= WORK REQUIRED =
Work out how many lines of the items contain the string "target", matching case exactly, and give only that number.

----------

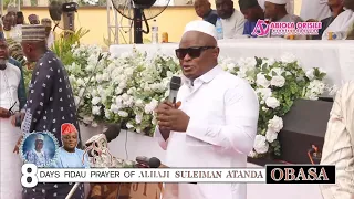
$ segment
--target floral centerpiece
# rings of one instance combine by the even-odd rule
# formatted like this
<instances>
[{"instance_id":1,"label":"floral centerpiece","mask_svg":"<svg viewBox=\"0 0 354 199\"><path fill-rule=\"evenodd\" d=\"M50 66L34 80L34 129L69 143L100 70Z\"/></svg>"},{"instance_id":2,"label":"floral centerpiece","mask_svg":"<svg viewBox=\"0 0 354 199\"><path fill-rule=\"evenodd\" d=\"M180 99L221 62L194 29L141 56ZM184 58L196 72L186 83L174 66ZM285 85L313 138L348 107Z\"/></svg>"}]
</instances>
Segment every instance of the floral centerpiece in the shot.
<instances>
[{"instance_id":1,"label":"floral centerpiece","mask_svg":"<svg viewBox=\"0 0 354 199\"><path fill-rule=\"evenodd\" d=\"M82 121L92 126L121 123L152 135L156 125L153 111L167 97L171 76L180 74L178 60L162 54L133 49L113 56L96 45L73 45L66 69ZM247 80L259 97L258 135L250 154L256 158L280 155L282 116L295 100L317 100L329 88L323 83L325 72L316 67L304 71L291 54L280 60L221 57L219 64Z\"/></svg>"},{"instance_id":2,"label":"floral centerpiece","mask_svg":"<svg viewBox=\"0 0 354 199\"><path fill-rule=\"evenodd\" d=\"M283 128L284 116L298 98L317 100L325 91L326 75L314 67L305 72L291 54L274 59L248 57L232 62L226 59L221 66L247 80L254 88L259 103L258 135L251 157L280 155L278 133Z\"/></svg>"}]
</instances>

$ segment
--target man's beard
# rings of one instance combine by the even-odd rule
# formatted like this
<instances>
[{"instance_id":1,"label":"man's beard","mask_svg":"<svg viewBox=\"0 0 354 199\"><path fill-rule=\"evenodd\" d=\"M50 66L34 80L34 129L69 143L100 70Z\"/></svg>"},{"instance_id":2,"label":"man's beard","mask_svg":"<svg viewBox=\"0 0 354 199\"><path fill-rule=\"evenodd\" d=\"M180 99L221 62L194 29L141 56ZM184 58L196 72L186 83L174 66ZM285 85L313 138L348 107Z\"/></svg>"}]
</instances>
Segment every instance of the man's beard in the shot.
<instances>
[{"instance_id":1,"label":"man's beard","mask_svg":"<svg viewBox=\"0 0 354 199\"><path fill-rule=\"evenodd\" d=\"M0 70L4 70L7 67L8 60L0 59Z\"/></svg>"}]
</instances>

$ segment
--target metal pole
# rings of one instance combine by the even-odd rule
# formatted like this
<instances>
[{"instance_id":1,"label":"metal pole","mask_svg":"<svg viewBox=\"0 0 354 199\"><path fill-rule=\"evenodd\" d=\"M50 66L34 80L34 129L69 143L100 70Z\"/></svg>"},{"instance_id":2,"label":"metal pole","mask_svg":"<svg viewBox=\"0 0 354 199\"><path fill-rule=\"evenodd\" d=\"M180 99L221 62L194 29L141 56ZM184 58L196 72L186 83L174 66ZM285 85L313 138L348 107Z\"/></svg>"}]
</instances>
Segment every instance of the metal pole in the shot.
<instances>
[{"instance_id":1,"label":"metal pole","mask_svg":"<svg viewBox=\"0 0 354 199\"><path fill-rule=\"evenodd\" d=\"M107 33L108 33L108 43L111 43L111 18L110 18L110 11L111 11L111 1L106 1L107 4Z\"/></svg>"},{"instance_id":2,"label":"metal pole","mask_svg":"<svg viewBox=\"0 0 354 199\"><path fill-rule=\"evenodd\" d=\"M3 0L0 0L0 7L1 7L1 17L3 15Z\"/></svg>"}]
</instances>

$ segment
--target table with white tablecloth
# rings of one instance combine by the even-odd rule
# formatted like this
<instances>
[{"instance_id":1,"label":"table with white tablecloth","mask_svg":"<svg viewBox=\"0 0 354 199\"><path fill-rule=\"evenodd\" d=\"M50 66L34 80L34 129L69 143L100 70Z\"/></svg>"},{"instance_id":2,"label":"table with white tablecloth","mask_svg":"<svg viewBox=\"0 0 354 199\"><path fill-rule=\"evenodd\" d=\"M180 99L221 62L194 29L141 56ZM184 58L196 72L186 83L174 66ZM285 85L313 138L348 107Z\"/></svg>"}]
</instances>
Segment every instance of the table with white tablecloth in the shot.
<instances>
[{"instance_id":1,"label":"table with white tablecloth","mask_svg":"<svg viewBox=\"0 0 354 199\"><path fill-rule=\"evenodd\" d=\"M111 45L114 55L132 52L133 46L148 53L175 55L178 43ZM354 41L311 41L283 39L240 39L219 41L220 55L239 57L274 57L292 53L304 69L321 67L329 84L341 85L354 78Z\"/></svg>"}]
</instances>

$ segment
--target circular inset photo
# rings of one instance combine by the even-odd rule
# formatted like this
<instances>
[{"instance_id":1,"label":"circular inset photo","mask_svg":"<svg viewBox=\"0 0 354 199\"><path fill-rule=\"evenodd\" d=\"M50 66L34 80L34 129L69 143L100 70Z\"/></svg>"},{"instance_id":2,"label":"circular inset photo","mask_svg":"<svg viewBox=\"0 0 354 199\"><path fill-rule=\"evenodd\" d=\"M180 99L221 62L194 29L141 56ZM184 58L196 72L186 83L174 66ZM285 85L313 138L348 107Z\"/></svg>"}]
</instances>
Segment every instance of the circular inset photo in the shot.
<instances>
[{"instance_id":1,"label":"circular inset photo","mask_svg":"<svg viewBox=\"0 0 354 199\"><path fill-rule=\"evenodd\" d=\"M37 167L51 167L59 151L58 139L49 132L30 133L24 136L20 154L24 163Z\"/></svg>"}]
</instances>

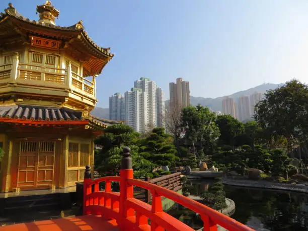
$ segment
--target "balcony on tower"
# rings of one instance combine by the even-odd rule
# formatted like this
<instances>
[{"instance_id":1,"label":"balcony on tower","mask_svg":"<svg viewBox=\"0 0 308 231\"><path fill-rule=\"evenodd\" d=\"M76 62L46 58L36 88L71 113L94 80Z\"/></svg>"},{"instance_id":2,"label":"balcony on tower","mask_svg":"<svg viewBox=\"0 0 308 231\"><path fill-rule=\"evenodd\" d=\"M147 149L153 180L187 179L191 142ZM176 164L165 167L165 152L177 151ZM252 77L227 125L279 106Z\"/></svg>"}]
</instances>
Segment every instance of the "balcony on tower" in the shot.
<instances>
[{"instance_id":1,"label":"balcony on tower","mask_svg":"<svg viewBox=\"0 0 308 231\"><path fill-rule=\"evenodd\" d=\"M50 1L37 6L38 21L24 17L11 4L5 11L0 15L1 100L94 107L96 78L114 55L110 48L96 45L82 21L56 26L59 12Z\"/></svg>"}]
</instances>

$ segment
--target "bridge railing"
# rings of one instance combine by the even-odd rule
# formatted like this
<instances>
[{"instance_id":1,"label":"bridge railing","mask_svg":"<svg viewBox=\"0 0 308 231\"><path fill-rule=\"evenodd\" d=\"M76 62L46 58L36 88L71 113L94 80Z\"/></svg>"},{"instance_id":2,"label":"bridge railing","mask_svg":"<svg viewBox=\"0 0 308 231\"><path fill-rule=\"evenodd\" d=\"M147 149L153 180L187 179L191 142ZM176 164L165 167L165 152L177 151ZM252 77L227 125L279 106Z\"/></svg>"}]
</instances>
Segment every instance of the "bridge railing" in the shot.
<instances>
[{"instance_id":1,"label":"bridge railing","mask_svg":"<svg viewBox=\"0 0 308 231\"><path fill-rule=\"evenodd\" d=\"M175 192L148 182L133 179L129 151L128 147L123 149L120 177L104 177L92 181L89 168L87 169L85 173L84 187L84 215L101 215L106 219L115 219L121 230L194 230L163 211L162 197L165 197L198 213L203 221L205 231L216 231L217 224L230 231L253 230ZM112 191L113 181L120 183L120 192ZM105 190L100 191L99 183L102 182L105 182ZM133 197L134 186L150 192L152 198L151 204Z\"/></svg>"}]
</instances>

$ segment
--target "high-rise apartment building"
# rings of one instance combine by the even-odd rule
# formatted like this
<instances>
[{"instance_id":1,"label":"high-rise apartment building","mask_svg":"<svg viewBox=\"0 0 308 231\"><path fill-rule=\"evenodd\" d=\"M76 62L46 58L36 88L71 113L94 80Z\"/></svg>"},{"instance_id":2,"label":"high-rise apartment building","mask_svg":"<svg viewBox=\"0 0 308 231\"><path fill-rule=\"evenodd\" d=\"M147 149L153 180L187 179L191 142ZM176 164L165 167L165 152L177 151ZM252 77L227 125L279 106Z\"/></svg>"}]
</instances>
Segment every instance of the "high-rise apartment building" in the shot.
<instances>
[{"instance_id":1,"label":"high-rise apartment building","mask_svg":"<svg viewBox=\"0 0 308 231\"><path fill-rule=\"evenodd\" d=\"M250 103L248 96L241 96L240 97L238 109L238 116L240 121L244 121L250 118Z\"/></svg>"},{"instance_id":2,"label":"high-rise apartment building","mask_svg":"<svg viewBox=\"0 0 308 231\"><path fill-rule=\"evenodd\" d=\"M133 88L124 93L125 123L144 133L157 126L164 127L164 92L149 79L135 81Z\"/></svg>"},{"instance_id":3,"label":"high-rise apartment building","mask_svg":"<svg viewBox=\"0 0 308 231\"><path fill-rule=\"evenodd\" d=\"M253 117L255 114L255 106L256 104L262 99L263 95L262 93L255 92L250 96L250 116Z\"/></svg>"},{"instance_id":4,"label":"high-rise apartment building","mask_svg":"<svg viewBox=\"0 0 308 231\"><path fill-rule=\"evenodd\" d=\"M238 118L236 104L233 99L226 97L222 100L222 113Z\"/></svg>"},{"instance_id":5,"label":"high-rise apartment building","mask_svg":"<svg viewBox=\"0 0 308 231\"><path fill-rule=\"evenodd\" d=\"M164 92L161 88L156 89L156 97L157 126L165 127L165 97L164 97Z\"/></svg>"},{"instance_id":6,"label":"high-rise apartment building","mask_svg":"<svg viewBox=\"0 0 308 231\"><path fill-rule=\"evenodd\" d=\"M169 84L170 94L170 107L175 106L182 108L190 105L190 91L189 83L183 79L177 79L176 83Z\"/></svg>"},{"instance_id":7,"label":"high-rise apartment building","mask_svg":"<svg viewBox=\"0 0 308 231\"><path fill-rule=\"evenodd\" d=\"M155 127L157 124L156 83L148 78L141 77L135 81L134 87L141 89L147 94L147 122L149 127Z\"/></svg>"},{"instance_id":8,"label":"high-rise apartment building","mask_svg":"<svg viewBox=\"0 0 308 231\"><path fill-rule=\"evenodd\" d=\"M139 132L146 131L148 124L147 94L133 88L124 93L125 124Z\"/></svg>"},{"instance_id":9,"label":"high-rise apartment building","mask_svg":"<svg viewBox=\"0 0 308 231\"><path fill-rule=\"evenodd\" d=\"M109 97L109 119L125 119L124 96L120 93L116 93Z\"/></svg>"}]
</instances>

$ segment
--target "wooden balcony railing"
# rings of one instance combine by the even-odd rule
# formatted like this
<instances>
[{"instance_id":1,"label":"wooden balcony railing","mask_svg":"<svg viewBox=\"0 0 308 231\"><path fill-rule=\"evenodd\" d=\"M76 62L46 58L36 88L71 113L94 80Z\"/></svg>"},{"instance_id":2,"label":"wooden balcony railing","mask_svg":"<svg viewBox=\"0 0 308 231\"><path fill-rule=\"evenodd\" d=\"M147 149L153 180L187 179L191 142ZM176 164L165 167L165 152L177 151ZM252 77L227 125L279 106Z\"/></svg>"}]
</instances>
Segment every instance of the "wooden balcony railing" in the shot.
<instances>
[{"instance_id":1,"label":"wooden balcony railing","mask_svg":"<svg viewBox=\"0 0 308 231\"><path fill-rule=\"evenodd\" d=\"M12 66L12 64L0 65L0 81L10 78Z\"/></svg>"},{"instance_id":2,"label":"wooden balcony railing","mask_svg":"<svg viewBox=\"0 0 308 231\"><path fill-rule=\"evenodd\" d=\"M73 86L90 95L93 95L94 83L73 72L71 72L71 85Z\"/></svg>"},{"instance_id":3,"label":"wooden balcony railing","mask_svg":"<svg viewBox=\"0 0 308 231\"><path fill-rule=\"evenodd\" d=\"M19 80L26 80L27 83L40 82L68 86L79 93L95 97L95 76L92 81L72 71L70 62L66 68L58 68L42 65L19 62L19 54L12 55L12 63L0 65L0 82L11 80L18 82Z\"/></svg>"},{"instance_id":4,"label":"wooden balcony railing","mask_svg":"<svg viewBox=\"0 0 308 231\"><path fill-rule=\"evenodd\" d=\"M103 218L114 219L120 230L194 230L163 211L162 197L164 196L198 213L203 221L204 230L217 231L217 224L229 231L253 230L222 213L175 192L147 182L133 179L129 151L128 147L123 149L120 177L105 177L92 180L90 167L87 167L84 182L84 215L101 215ZM102 182L105 182L104 191L100 191L99 184ZM119 182L120 192L111 191L112 182ZM150 192L151 204L134 198L134 186Z\"/></svg>"}]
</instances>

----------

= THE OUTPUT =
9